It is, therefore, not primarily in terms of agency-narrowing that one should understand the revival of geopolitical thought. Although Huntington’s geopolitical as geocultural re-articulation of the Cold War in terms of a ‘clash of civilization’ relies on old tropes (see e.g. Dalby, 1990; Ó Tuathail and Agnew, 1992), it puts them creatively together to provide a very powerful vision in a moment of conceptual disarray. 7 In other words, the response to anxiety in terms of OS is not the same as dissonance reduction in the book, both for the locus and conceptualization of identity and, consequently, for the actual mechanism that carries the weight of theorization.

Extracts from a box-labeled dataset

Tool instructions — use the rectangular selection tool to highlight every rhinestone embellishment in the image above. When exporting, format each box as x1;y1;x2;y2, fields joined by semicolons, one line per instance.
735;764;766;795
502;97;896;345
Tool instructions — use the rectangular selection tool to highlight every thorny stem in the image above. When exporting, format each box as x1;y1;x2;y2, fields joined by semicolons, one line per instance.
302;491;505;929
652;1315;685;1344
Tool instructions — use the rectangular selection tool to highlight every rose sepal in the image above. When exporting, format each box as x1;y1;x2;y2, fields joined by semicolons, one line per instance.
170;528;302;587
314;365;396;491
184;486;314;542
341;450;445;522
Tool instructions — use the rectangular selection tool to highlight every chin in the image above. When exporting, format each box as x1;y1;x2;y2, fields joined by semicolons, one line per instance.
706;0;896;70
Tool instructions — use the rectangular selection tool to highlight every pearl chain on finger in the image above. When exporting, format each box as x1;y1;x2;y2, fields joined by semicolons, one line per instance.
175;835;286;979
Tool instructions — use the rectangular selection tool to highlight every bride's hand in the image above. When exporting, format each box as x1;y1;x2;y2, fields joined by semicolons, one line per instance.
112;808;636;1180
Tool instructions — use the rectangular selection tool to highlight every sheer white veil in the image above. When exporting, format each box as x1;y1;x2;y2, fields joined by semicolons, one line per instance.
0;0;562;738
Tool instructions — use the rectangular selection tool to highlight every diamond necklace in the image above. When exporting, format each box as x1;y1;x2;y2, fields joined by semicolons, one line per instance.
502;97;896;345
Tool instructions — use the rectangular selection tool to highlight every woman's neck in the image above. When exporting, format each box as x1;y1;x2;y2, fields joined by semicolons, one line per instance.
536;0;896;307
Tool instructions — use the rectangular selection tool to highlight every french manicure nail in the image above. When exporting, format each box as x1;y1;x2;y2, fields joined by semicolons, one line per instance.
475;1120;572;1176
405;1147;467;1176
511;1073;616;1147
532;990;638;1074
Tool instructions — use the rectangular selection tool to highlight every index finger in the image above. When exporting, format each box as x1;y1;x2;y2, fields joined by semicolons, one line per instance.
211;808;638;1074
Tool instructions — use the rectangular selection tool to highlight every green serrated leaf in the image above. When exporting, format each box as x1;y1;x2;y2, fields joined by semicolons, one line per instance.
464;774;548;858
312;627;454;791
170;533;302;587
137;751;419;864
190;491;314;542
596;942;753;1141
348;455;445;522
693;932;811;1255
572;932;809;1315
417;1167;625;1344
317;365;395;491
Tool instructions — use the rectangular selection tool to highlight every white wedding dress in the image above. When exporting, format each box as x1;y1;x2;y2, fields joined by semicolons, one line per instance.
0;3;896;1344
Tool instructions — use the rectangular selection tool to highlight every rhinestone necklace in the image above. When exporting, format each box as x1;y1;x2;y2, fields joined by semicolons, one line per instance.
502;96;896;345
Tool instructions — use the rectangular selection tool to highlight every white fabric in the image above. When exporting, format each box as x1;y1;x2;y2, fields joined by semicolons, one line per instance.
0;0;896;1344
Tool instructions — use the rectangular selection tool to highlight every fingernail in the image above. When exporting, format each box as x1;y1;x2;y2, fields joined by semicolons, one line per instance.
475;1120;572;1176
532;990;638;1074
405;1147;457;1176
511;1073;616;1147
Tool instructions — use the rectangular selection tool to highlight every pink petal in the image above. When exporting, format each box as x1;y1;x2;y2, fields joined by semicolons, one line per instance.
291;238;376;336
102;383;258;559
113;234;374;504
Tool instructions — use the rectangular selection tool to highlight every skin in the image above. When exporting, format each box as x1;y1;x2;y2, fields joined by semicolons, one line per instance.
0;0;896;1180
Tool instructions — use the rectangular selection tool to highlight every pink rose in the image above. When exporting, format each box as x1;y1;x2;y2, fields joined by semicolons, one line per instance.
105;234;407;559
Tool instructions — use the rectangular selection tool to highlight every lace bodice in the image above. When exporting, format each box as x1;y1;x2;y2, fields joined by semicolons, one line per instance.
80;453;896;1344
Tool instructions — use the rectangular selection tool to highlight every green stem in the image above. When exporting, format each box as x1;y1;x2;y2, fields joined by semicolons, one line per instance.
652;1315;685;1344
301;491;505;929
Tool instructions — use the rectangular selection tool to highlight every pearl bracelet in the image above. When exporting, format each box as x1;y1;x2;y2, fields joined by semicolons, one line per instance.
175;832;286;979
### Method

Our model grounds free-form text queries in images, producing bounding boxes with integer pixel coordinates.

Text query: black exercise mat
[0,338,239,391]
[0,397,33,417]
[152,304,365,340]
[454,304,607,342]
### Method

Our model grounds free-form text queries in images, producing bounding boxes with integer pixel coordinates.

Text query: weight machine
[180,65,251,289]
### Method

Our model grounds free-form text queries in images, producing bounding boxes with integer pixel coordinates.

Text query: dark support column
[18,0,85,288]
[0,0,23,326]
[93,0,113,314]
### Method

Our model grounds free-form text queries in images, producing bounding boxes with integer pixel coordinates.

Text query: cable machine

**DO THIS**
Write out the passage on geopolitical thought word for word, from "It is, therefore, not" to "weight of theorization.". Work only from the passage on geopolitical thought, not from the listing.

**THE SOLUTION**
It is, therefore, not primarily in terms of agency-narrowing that one should understand the revival of geopolitical thought. Although Huntington’s geopolitical as geocultural re-articulation of the Cold War in terms of a ‘clash of civilization’ relies on old tropes (see e.g. Dalby, 1990; Ó Tuathail and Agnew, 1992), it puts them creatively together to provide a very powerful vision in a moment of conceptual disarray. 7 In other words, the response to anxiety in terms of OS is not the same as dissonance reduction in the book, both for the locus and conceptualization of identity and, consequently, for the actual mechanism that carries the weight of theorization.